Task description
Format every line of the items below as a Markdown table with two columns, "Row" for the row number and "Line" for the line itself, and leave out any blank lines.

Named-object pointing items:

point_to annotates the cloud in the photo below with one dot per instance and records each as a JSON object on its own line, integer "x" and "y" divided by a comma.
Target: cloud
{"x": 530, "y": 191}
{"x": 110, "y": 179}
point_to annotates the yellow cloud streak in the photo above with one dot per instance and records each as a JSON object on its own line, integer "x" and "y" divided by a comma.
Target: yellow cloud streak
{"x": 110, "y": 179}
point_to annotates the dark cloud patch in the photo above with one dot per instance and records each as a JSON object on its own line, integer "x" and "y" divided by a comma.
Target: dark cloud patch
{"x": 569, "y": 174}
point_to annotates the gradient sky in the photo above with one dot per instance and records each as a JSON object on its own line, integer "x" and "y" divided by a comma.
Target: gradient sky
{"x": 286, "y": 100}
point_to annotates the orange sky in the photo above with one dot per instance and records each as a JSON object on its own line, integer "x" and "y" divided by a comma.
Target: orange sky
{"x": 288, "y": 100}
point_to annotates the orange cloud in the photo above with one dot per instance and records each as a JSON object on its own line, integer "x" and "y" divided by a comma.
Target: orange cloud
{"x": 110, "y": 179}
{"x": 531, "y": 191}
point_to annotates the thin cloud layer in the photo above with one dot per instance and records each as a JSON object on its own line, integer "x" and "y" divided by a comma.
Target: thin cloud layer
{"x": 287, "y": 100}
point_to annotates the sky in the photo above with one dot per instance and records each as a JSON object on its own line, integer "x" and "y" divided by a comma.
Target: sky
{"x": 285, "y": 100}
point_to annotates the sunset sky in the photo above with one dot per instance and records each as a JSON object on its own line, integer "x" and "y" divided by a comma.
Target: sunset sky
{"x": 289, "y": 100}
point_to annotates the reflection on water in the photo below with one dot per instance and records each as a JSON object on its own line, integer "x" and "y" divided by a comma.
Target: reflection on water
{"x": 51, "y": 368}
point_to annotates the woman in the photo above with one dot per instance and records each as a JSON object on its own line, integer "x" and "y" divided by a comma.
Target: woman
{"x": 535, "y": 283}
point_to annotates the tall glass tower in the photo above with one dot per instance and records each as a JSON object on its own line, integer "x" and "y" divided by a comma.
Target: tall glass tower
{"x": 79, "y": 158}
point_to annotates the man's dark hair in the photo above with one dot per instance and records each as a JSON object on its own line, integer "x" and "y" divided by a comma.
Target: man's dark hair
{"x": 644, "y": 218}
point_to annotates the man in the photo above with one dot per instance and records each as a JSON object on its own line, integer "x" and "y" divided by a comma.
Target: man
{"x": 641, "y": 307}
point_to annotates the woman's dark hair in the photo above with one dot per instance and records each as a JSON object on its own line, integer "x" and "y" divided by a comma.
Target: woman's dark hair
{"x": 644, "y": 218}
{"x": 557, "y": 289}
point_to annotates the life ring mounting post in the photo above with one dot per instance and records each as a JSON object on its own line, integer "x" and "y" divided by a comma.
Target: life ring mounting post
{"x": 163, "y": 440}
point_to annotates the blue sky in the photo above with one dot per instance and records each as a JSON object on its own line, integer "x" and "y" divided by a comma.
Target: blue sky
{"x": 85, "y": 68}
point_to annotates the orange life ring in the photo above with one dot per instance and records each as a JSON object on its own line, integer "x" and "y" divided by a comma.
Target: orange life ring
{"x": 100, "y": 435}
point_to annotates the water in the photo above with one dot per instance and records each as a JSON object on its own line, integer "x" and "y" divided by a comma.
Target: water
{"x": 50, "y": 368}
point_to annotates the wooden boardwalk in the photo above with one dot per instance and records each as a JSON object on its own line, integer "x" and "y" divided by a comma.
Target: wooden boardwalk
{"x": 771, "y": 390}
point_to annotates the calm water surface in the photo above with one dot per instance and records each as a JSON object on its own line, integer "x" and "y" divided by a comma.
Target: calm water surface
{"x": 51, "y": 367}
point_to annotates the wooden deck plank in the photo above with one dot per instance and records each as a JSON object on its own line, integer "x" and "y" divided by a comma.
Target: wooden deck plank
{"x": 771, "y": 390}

Written solution
| Row | Line |
|---|---|
| 1 | point_to annotates the cloud in the photo below with one dot per instance and records each as a JSON object on its own line, integer "x" and "y" divided by a comma. |
| 2 | Target: cloud |
| 3 | {"x": 530, "y": 191} |
| 4 | {"x": 110, "y": 179} |
| 5 | point_to annotates the yellow cloud streak in the photo above with one dot per instance and records each as a JSON object on its own line, integer "x" and "y" divided by a comma. |
| 6 | Target: yellow cloud streak |
| 7 | {"x": 110, "y": 179} |
| 8 | point_to annotates the dark cloud patch in the photo above with one dot per instance and records each as a JSON object on its own line, integer "x" and "y" divided by a comma. |
| 9 | Target: dark cloud patch |
| 10 | {"x": 569, "y": 174} |
| 11 | point_to annotates the gradient sky in the photo above with one dot per instance and records each as a JSON object on its own line, integer "x" and "y" divided by a comma. |
| 12 | Target: gradient sky |
| 13 | {"x": 286, "y": 100} |
| 14 | point_to annotates the orange sky in the photo above with one dot per instance and records each as a JSON object on its own line, integer "x" and "y" divided by a comma. |
| 15 | Target: orange sky |
| 16 | {"x": 288, "y": 100} |
| 17 | point_to annotates the orange cloud in the photo above with one dot per instance and records each as a JSON object on its own line, integer "x" and "y" divided by a comma. |
| 18 | Target: orange cloud |
| 19 | {"x": 110, "y": 179} |
| 20 | {"x": 531, "y": 191} |
| 21 | point_to annotates the thin cloud layer in the photo above with one dot per instance and records each as a JSON object on its own line, integer "x" and "y" divided by a comma. |
| 22 | Target: thin cloud layer |
| 23 | {"x": 287, "y": 100} |
| 24 | point_to annotates the sky in the photo above with one dot per instance and records each as a JSON object on its own line, integer "x" and "y" divided by a comma. |
| 25 | Target: sky |
| 26 | {"x": 285, "y": 100} |
| 27 | point_to annotates the sunset sky in the photo above with one dot per instance and records each as a JSON object on its own line, integer "x" and "y" divided by a comma. |
| 28 | Target: sunset sky |
| 29 | {"x": 289, "y": 100} |
| 30 | point_to annotates the reflection on water in the photo below with one dot per instance and records each as a JSON object on its own line, integer "x" and "y" divided by a comma. |
| 31 | Target: reflection on water |
| 32 | {"x": 51, "y": 368} |
| 33 | point_to annotates the woman in the photo above with one dot per instance and records each as a JSON object on its own line, integer "x" and "y" divided by a comma. |
| 34 | Target: woman |
| 35 | {"x": 535, "y": 283} |
| 36 | point_to annotates the tall glass tower in the photo above with one dot per instance and records each as a JSON object on its own line, integer "x" and "y" divided by a comma. |
| 37 | Target: tall glass tower |
| 38 | {"x": 79, "y": 158} |
| 39 | point_to annotates the man's dark hair in the photo above with one dot per instance and records each as a JSON object on its own line, integer "x" and "y" divided by a comma. |
| 40 | Target: man's dark hair |
| 41 | {"x": 644, "y": 218} |
| 42 | point_to annotates the man in the photo above with one dot per instance and records each as a JSON object on its own line, integer "x" and "y" divided by a comma. |
| 43 | Target: man |
| 44 | {"x": 641, "y": 307} |
| 45 | point_to annotates the woman's dark hair in the photo above with one dot per instance and records each as a JSON object on its own line, integer "x" and "y" divided by a comma. |
| 46 | Target: woman's dark hair |
| 47 | {"x": 644, "y": 218} |
| 48 | {"x": 557, "y": 289} |
| 49 | point_to annotates the life ring mounting post in the photo above with one dot per instance and records each as a JSON object on its own line, integer "x" and "y" divided by a comma. |
| 50 | Target: life ring mounting post |
| 51 | {"x": 163, "y": 440} |
| 52 | point_to annotates the blue sky in the photo above with one dot per instance and records each as a JSON object on its own line, integer "x" and "y" divided by a comma. |
| 53 | Target: blue sky |
| 54 | {"x": 85, "y": 68} |
| 55 | point_to annotates the orange life ring in the photo above with one dot per instance and records each as a JSON object on its own line, integer "x" and "y" divided by a comma. |
| 56 | Target: orange life ring |
| 57 | {"x": 100, "y": 435} |
| 58 | point_to annotates the water in the photo above with one dot per instance and records each as a JSON object on its own line, integer "x" and "y" divided by a comma. |
| 59 | Target: water |
| 60 | {"x": 50, "y": 368} |
| 61 | point_to annotates the wooden boardwalk in the photo above with one dot per instance and records each as a JSON object on its own line, integer "x" and "y" divided by a comma. |
| 62 | Target: wooden boardwalk |
| 63 | {"x": 771, "y": 390} |
| 64 | point_to annotates the calm water surface in the photo above with one dot per instance and records each as a JSON object on its own line, integer "x" and "y" divided by a comma. |
| 65 | Target: calm water surface |
| 66 | {"x": 51, "y": 367} |
| 67 | point_to annotates the wooden deck plank in the photo above with one dot per instance and records each as a JSON object on its own line, integer "x" and "y" divided by a comma. |
| 68 | Target: wooden deck plank |
| 69 | {"x": 771, "y": 390} |